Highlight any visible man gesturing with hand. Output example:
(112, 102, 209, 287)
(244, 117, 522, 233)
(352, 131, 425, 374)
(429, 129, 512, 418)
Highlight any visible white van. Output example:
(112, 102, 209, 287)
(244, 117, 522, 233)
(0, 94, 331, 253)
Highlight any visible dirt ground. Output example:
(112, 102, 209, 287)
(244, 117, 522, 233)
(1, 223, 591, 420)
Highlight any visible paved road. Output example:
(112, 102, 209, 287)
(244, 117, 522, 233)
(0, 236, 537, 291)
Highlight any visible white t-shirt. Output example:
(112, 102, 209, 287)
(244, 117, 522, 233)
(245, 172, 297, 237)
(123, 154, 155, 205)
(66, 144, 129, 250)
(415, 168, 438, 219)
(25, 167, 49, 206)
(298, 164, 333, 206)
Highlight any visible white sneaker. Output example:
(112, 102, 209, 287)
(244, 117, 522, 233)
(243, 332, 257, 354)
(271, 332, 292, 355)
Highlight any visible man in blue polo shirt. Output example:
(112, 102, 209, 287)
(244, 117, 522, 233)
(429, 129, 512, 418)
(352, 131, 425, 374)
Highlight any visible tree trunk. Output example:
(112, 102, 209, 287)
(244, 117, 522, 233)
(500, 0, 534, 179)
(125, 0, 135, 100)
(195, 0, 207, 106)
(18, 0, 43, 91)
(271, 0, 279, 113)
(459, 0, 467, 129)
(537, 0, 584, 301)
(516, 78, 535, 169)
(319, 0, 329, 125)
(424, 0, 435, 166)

▸ What you need to do
How many lines of the material above have the word "visible" in them? Give only that number.

▸ Reply
8